WORK TASK ▸ For each line of the listing that contains "lapel", make a copy and return it.

=== Section Start ===

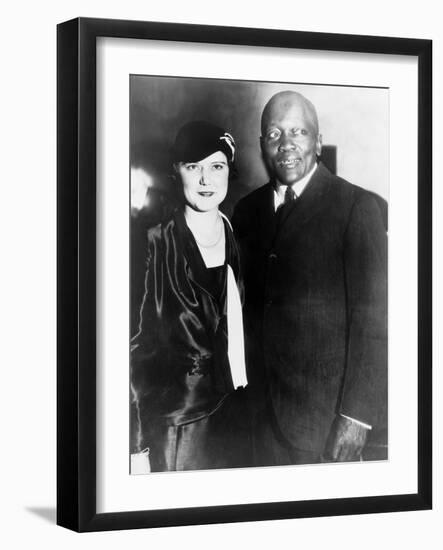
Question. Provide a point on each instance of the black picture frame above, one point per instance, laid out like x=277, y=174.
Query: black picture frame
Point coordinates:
x=76, y=278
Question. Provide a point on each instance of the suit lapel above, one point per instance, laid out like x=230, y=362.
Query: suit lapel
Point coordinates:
x=301, y=210
x=266, y=217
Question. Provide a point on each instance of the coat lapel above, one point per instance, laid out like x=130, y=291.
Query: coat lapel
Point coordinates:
x=266, y=217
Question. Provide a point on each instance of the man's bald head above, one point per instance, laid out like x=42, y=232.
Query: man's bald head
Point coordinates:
x=290, y=140
x=287, y=100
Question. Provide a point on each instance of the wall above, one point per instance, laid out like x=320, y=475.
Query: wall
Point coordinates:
x=27, y=490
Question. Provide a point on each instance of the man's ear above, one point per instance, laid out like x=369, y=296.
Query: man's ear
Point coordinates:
x=318, y=145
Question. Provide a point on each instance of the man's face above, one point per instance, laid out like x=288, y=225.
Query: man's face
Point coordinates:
x=290, y=140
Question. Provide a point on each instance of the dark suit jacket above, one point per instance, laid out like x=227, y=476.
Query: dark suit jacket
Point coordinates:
x=316, y=305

=== Section End ===

ANSWER FOR THE TASK ▸
Question. Provide a point on each instance of the suit lapel above, one point per instance, laid out like x=230, y=362.
Query: suit lapel
Question. Provide a point on each instance of the coat lapel above, one point per instance, laid out like x=130, y=291.
Query: coat lapel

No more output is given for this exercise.